>> Start Data to process

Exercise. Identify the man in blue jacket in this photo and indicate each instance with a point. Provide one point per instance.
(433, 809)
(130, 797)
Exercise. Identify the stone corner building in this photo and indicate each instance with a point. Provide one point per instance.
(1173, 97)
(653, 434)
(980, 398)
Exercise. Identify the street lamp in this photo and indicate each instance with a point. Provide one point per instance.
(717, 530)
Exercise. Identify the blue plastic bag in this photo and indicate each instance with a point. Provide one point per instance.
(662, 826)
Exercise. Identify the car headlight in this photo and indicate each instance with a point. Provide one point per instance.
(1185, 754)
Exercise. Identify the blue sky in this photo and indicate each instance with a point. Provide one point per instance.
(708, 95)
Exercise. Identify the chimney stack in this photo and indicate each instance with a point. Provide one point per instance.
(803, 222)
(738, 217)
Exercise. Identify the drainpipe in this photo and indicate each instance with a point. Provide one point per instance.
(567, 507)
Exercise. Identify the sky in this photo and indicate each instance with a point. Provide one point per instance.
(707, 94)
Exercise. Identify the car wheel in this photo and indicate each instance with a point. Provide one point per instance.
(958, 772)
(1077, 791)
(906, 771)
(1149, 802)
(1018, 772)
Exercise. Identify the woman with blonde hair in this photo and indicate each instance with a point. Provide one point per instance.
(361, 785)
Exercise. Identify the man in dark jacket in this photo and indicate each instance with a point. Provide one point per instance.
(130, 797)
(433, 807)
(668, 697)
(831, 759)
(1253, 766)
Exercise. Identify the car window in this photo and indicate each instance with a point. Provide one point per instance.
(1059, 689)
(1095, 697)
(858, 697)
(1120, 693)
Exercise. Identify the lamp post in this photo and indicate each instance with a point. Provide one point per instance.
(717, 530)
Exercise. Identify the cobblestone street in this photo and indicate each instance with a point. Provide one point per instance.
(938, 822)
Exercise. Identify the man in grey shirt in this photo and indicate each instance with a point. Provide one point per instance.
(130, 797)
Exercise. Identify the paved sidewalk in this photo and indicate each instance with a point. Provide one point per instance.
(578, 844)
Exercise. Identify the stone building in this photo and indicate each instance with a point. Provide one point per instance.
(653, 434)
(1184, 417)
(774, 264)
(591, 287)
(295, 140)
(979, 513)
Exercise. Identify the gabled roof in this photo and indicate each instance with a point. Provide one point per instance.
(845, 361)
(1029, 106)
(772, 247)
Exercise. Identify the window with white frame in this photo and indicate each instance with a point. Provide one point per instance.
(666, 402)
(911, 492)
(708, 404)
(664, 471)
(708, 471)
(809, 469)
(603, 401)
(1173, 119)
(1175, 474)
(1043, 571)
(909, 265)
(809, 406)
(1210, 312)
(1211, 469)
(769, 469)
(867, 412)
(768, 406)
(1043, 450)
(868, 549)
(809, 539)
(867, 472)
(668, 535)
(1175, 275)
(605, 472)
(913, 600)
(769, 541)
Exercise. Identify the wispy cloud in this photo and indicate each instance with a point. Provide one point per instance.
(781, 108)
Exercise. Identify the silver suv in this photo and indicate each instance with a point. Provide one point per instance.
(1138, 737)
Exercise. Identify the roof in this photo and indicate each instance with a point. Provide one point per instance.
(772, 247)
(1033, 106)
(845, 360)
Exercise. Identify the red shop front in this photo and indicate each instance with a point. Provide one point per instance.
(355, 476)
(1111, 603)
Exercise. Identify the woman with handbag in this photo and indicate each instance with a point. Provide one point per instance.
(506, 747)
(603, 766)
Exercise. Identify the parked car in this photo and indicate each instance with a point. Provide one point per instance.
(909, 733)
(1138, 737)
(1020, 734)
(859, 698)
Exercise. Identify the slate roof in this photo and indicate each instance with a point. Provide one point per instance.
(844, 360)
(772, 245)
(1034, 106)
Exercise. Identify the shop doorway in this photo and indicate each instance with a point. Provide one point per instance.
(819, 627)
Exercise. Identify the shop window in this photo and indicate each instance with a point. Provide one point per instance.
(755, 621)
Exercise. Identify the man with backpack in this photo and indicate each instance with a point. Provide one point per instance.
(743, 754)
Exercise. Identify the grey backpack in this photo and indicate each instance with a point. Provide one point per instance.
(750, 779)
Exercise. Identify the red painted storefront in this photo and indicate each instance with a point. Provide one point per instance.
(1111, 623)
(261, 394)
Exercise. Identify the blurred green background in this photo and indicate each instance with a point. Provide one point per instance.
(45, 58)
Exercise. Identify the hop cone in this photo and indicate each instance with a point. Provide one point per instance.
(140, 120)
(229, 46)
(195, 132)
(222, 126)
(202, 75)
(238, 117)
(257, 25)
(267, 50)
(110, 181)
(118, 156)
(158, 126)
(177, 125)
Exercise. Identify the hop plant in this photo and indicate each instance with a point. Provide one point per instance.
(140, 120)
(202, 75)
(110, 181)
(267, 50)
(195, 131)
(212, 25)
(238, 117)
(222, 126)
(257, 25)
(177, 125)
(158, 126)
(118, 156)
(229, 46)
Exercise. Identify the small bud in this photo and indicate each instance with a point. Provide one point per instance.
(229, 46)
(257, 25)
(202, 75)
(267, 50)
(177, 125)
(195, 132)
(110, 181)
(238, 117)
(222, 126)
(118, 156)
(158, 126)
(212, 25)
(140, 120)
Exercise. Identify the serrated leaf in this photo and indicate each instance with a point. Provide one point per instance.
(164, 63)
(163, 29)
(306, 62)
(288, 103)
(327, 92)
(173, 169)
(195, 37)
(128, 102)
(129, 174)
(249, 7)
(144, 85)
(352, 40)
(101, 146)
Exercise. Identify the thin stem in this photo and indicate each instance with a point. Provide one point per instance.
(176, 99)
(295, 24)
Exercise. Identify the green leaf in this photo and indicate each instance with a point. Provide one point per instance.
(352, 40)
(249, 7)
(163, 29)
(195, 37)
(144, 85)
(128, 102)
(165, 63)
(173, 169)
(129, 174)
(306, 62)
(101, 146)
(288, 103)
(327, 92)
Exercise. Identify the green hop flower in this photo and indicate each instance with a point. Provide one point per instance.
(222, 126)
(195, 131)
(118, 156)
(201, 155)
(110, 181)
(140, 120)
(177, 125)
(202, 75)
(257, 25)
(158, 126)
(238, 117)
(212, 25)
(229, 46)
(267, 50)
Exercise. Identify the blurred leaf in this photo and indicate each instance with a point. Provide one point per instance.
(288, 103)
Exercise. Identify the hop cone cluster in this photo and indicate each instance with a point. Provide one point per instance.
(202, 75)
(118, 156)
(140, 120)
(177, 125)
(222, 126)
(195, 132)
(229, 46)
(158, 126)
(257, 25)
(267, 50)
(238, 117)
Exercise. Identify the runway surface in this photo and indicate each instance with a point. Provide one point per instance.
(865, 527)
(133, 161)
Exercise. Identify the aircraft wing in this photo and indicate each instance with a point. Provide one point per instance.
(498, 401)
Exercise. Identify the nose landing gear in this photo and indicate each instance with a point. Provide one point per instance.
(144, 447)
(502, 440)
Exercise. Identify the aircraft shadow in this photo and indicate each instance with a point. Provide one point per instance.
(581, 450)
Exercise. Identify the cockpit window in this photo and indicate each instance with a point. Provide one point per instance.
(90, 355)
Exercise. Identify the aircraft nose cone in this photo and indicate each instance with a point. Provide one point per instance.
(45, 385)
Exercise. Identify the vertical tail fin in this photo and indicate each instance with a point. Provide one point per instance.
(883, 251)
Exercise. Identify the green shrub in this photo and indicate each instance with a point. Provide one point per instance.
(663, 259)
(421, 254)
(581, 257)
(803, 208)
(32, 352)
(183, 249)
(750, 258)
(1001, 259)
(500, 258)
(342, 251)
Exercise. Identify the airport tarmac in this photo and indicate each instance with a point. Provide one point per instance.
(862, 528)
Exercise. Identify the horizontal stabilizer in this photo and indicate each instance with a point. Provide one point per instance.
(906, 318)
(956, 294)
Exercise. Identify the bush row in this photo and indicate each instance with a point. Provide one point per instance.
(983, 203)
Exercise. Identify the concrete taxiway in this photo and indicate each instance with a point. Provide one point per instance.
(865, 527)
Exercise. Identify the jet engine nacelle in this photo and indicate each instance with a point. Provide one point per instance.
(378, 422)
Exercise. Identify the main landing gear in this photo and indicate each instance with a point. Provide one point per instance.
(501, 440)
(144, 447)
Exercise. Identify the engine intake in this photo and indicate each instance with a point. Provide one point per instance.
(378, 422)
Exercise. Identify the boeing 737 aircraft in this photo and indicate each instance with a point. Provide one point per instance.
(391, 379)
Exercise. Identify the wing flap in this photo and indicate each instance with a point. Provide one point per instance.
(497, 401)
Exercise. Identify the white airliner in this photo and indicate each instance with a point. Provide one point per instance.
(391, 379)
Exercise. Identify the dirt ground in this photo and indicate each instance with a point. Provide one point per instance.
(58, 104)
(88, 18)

>> End Data to process

• **Set exercise**
Starting at the line that contains "Exercise. Identify the white" and stopping after the last line of the records, write those lines out again with the requests unchanged. Multiply every coordinate in the answers by 2 and round to the nearest whole number, with halves rounded up.

• **Response**
Exercise. Identify the white airliner in this photo and indicate each instance with a point. Provide one point per instance.
(782, 758)
Exercise. Identify the dirt ground in this photo and indicate each instance with a point. Provide one point per instance.
(116, 208)
(176, 36)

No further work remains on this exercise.